* _Dataset_:
>> BEGIN

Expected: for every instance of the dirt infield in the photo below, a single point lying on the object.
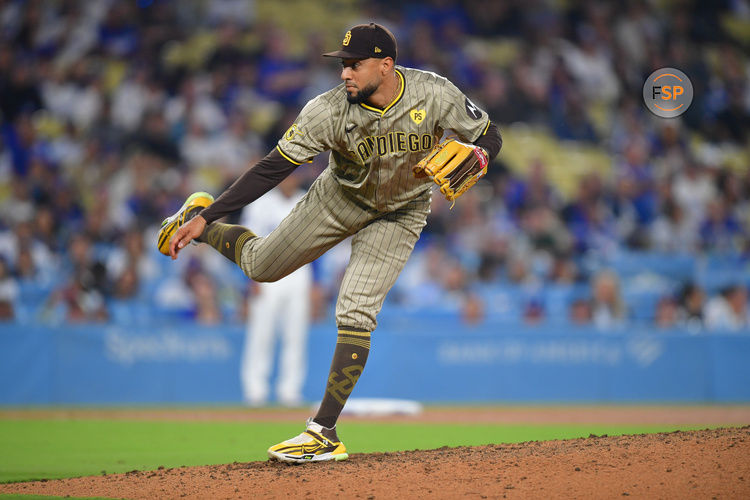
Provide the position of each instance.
(697, 464)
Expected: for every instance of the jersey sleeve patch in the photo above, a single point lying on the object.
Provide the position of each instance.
(472, 110)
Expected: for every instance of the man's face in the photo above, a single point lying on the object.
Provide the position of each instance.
(362, 78)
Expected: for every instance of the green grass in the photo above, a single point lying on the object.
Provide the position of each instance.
(47, 449)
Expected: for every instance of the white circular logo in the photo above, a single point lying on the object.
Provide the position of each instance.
(668, 92)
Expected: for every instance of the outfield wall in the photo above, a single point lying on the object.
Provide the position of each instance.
(436, 360)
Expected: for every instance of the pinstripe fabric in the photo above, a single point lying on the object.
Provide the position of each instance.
(368, 189)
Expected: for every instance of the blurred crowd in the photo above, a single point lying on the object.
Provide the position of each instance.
(112, 112)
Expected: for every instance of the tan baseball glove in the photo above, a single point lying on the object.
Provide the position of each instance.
(454, 166)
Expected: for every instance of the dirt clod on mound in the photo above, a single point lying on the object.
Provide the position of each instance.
(698, 464)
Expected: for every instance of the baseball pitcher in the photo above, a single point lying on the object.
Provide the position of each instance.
(381, 126)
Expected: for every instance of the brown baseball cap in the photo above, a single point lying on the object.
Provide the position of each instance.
(367, 40)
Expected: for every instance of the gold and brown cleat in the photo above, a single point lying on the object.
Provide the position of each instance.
(316, 444)
(169, 226)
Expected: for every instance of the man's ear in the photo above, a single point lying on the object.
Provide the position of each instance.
(386, 65)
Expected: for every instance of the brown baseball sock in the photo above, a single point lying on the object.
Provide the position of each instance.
(227, 239)
(349, 358)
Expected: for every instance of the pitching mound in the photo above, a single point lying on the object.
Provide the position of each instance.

>> END

* _Stated task_: In the listing above, switch every "photo" to "image" and leave every other word unchanged. Leave the pictures out of your version.

* _Exercise answer_:
Expected: for every instance of the dirt infield in the image below, a single point lying on the object.
Provide the position of each instance.
(697, 464)
Expected: for every instance of the jersey sleeve patch in the image above, a single point lying on the object.
Provide the position of each instance.
(472, 110)
Expected: for every instance of the man's face in the image above, a single point lying on the object.
Provide the position of each instance.
(362, 78)
Expected: for every instance of the green grass in the image above, a single point lying on the object.
Provide the position of each instance.
(47, 449)
Expected: for every instance of the white circular logo in the image above, a single point lying on the object.
Provide the position of each instance.
(668, 92)
Expected: for every instance of the outfield wall in the image above, a single point lying on the object.
Provide the position of each instance.
(436, 360)
Expected: for every instance of the pinstripe fabric in the image above, a single point lying on the object.
Provide the position of each instance.
(368, 189)
Expected: for every instance of the blurred crowd in the image above, a single point lying on the object.
Provide the position of each instance.
(112, 112)
Expected: for every instance of the tan baseball glove in the image above, a single point lying on the object.
Provide the position of each instance.
(454, 166)
Expected: for every instance of the dirt clod on mound in the image above, a single point lying on the object.
Provide the position of each instance.
(698, 464)
Expected: for every instance of the baseball pitcher in the image above, a single point lying on the object.
Provide the position of each instance.
(381, 126)
Expected: for every instance of the brown baseball cap in the image above, a single point lying on the object.
Provide the position of each instance.
(367, 40)
Expected: for every instance of the gold and brown cleat in the image above, a single point lying on the object.
Provide the position of each instance.
(316, 444)
(169, 226)
Expected: for every instance of the man's ear in the image above, a single point lying on the object.
Provide the position of each instance.
(386, 65)
Expected: for every instance of the brown baseball sock in the image above, a single point lying on the object.
Provide the position of each instance.
(227, 239)
(349, 358)
Expected: for every instance of the pitching mound in the image above, a single point lying on the object.
Provide the position of each instance.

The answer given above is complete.